• Alıştırma Görevleri:
a: Aşağıdaki ifadeler sayfa alıntısıyla uyuşuyor mu? Her birine evet ya da hayır de ve karar veren sözcükleri alıntıdan birebir aktar: (i) Kılıçdaroğlu, ABD'deki bir vakfa 1 milyar lira aktarıldığını iddia etmiştir. (ii) TÜRGEV ve Ensar Vakfı para transferini yalanlamıştır. (iii) Ortak açıklamaya göre vakıflar on binlerce öğrenciye eğitim desteği sağlamıştır.
b: Sayfa alıntısında "Erdoğan ve aile" ifadesinden "OLDUĞUNU İDDİALARINA EKLEDİ." ifadesine kadar olan kısmı aynen kopyalar mısın?
c: Sayfa alıntısında ülkenin her zamankinden daha güçlü varlık gösterdiği alanlar arasında adı geçen sektörler hangileridir?

• Sayfa Alıntısı:
⟨
Cumhuriyet Halk Partisi (CHP) Genel Başkanı Kemal Kılıçdaroğlu’nun AKP’li Cumhurbaşkanı Recep Tayyip Erdoğan’ın vakıf süsü verilmiş paralel yapılarla yurt dışına devasa paralar aktardığını iddia ettiği konuşması, sosyal medyayı salladı.
Erdoğan ve aile bireylerinin TÜGVA ve Ensar vakıfları aracılığı ile ABD’deki paralel bir vakfa 1 milyar lira transfer ettiklerini iddia eden Kılıçdaroğlu, bunun bir KAÇIŞ PLANININ HAZIRLIĞI OLDUĞUNU İDDİALARINA EKLEDİ.
TÜRGEV ve Ensar Vakfı da internet sitesi üzerinden açıklama yaparak, Kılıçdaroğlu’nun iddialarına yanıt verirken para transferini yalanlamamakla birlikte ABD’de kurulu olan TÜRKEN vakfının şeffaf bir kurum olduğunu öne sürdüler.
Ortak açıklama da şu ifadelere yer verildi: “İlim mertebesinin en yüksek mertebe olduğuna asırlardır inanan toplumumuzun, öğrenci okutma misyonunu çoğunlukla vakıflar aracılığı ile yürüttüğü bilinen bir toplumsal vakıadır. Bu çerçevede pek çok vakfımız gibi TÜRGEV ve ENSAR Vakıfları da bu misyonla toplumun bağrından çıkmış, toplumumuzun kendi öz kaynakları ile bugüne kadar on binlerce öğrenciye eğitim desteği sağlamıştır. TÜRGEV ve ENSAR Vakıflarının kuruldukları günden bu yana değişmeyen vasıfları; gençlerimizi çağın değişen şartlarına göre desteklemek ve her dönemde karşılaştıkları meydan okumalar karşısında yanlarında olmaktır.
Devletimizin son yirmi yılda eğitim alt yapısına yönelik yatırımlarının en dolaysız sonuçlarından biri üniversite mezunu sayısının her geçen yıl katlanarak artmasıdır. Buna ek olarak ülkemizin ileri teknoloji, savunma, havacılık ve enerji sektörleri başta olmak üzere pek çok yenilikçi ve rekabetçi alanda her zamankinden daha güçlü varlık gösteriyor olması, bu alanlarda yetişmiş eleman ihtiyacını Cumhuriyet tarihinin en yüksek seviyesine çıkarmıştır. Bu çerçevede devletimizin yurt içinde ve yurt dışında, çeşitli projelerle ve burslarla desteklediği gençler, kendi alanlarında en yetkin üniversitelerde, kurumlarda ve enstitülerde eğitim görmekte, bu çerçevede Amerika Birleşik Devletleri’ne de her yıl çok sayıda gencimiz gitmektedir.
⟩
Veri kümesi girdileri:
⟨
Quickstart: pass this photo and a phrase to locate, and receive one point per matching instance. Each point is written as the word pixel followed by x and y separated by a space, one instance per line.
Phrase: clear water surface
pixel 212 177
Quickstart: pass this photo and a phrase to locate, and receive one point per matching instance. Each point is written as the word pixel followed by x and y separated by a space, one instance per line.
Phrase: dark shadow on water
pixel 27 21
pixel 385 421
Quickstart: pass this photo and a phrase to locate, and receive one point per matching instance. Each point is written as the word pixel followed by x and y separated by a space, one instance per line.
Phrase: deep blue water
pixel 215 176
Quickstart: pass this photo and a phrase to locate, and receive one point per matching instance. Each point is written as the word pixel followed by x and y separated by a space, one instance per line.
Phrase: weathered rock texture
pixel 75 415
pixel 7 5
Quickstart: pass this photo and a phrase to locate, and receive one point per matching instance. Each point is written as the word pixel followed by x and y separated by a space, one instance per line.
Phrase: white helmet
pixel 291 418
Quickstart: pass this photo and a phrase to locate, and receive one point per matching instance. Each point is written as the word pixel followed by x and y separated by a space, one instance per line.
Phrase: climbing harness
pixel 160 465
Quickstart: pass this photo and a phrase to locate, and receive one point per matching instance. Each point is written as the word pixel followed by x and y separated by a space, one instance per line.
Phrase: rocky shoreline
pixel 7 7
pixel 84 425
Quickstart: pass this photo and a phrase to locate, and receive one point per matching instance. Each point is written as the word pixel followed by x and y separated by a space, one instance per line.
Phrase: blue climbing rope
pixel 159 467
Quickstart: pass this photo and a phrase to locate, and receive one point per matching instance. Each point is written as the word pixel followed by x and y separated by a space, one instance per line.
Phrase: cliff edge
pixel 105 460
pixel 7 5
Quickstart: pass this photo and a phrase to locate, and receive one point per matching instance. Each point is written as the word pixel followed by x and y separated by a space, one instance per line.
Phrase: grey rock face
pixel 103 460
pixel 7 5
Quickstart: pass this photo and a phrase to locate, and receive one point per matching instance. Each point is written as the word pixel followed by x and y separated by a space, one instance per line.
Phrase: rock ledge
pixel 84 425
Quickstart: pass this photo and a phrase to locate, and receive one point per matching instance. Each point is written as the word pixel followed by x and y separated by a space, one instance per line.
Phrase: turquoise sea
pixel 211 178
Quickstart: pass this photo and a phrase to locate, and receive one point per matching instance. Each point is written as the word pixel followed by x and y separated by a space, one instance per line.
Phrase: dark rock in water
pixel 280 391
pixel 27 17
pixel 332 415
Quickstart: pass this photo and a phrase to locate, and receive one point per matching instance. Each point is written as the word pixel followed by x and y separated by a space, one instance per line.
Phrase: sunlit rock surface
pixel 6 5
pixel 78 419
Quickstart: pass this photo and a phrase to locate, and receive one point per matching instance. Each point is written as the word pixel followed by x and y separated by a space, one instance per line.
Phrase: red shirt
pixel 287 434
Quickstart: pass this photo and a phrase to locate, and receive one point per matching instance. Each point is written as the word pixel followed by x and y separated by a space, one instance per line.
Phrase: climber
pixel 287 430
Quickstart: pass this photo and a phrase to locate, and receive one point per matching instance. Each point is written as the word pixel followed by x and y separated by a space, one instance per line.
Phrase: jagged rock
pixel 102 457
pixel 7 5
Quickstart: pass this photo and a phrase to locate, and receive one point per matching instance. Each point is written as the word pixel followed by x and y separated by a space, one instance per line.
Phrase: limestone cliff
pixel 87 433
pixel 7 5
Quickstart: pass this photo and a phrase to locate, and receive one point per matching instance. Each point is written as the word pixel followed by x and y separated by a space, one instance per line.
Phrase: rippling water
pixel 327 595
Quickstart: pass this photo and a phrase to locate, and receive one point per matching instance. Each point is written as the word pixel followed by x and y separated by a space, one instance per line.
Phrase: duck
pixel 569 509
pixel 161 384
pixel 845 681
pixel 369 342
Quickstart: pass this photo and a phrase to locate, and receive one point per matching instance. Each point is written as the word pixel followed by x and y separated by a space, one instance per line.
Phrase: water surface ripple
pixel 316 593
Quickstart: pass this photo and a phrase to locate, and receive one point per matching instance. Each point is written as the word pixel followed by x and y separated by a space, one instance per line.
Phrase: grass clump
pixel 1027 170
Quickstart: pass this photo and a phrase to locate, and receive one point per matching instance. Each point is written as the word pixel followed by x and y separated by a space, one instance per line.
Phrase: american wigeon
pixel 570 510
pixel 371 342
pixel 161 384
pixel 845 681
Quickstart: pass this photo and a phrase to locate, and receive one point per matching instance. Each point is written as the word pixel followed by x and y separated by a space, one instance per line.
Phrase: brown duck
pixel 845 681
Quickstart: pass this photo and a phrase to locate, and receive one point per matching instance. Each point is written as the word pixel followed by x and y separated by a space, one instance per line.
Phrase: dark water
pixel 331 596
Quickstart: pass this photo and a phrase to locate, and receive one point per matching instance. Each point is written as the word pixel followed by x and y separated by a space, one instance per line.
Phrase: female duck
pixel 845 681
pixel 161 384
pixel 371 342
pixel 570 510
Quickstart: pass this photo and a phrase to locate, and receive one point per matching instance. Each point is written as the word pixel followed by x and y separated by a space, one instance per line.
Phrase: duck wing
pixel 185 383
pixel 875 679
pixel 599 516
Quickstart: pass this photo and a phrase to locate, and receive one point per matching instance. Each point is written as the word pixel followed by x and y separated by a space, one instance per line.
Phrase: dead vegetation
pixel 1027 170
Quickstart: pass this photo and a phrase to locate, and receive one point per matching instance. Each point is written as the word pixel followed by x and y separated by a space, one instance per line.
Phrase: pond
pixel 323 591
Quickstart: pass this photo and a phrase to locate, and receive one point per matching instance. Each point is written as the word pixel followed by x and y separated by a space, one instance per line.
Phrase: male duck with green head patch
⟩
• Alıştırma Cevapları:
a:
(i) Evet: "ABD’deki paralel bir vakfa 1 milyar lira transfer ettiklerini iddia eden Kılıçdaroğlu"
(ii) Hayır: "para transferini yalanlamamakla birlikte"
(iii) Evet: "bugüne kadar on binlerce öğrenciye eğitim desteği sağlamıştır"

b:
Erdoğan ve aile bireylerinin TÜGVA ve Ensar vakıfları aracılığı ile ABD’deki paralel bir vakfa 1 milyar lira transfer ettiklerini iddia eden Kılıçdaroğlu, bunun bir KAÇIŞ PLANININ HAZIRLIĞI OLDUĞUNU İDDİALARINA EKLEDİ.

c: İleri teknoloji, savunma, havacılık, enerji